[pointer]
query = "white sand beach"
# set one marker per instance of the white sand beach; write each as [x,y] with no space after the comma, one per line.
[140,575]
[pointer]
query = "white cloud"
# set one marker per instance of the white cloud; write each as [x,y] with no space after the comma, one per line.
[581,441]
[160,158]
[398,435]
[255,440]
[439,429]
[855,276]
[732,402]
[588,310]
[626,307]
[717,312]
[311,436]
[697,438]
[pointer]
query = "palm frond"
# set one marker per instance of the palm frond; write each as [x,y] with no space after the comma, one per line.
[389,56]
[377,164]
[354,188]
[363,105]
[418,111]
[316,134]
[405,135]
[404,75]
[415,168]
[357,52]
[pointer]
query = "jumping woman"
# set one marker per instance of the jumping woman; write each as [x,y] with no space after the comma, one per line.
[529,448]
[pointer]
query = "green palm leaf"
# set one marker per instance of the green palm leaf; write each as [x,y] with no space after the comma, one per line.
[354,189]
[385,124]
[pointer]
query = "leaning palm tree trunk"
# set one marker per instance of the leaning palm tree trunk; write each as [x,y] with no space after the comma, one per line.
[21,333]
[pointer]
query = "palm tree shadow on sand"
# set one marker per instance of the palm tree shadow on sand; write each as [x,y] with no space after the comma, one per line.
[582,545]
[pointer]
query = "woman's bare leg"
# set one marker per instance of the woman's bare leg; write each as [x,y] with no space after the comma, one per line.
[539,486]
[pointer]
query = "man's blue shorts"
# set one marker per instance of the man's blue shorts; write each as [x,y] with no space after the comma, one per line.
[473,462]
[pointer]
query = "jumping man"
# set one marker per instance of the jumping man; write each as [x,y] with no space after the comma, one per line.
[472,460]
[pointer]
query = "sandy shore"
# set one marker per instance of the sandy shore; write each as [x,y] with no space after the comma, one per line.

★ ★ ★

# TASK TO COMPLETE:
Count the lines in the material above that contain the word "palm". Reply with only that number.

# ANSWER BELOW:
8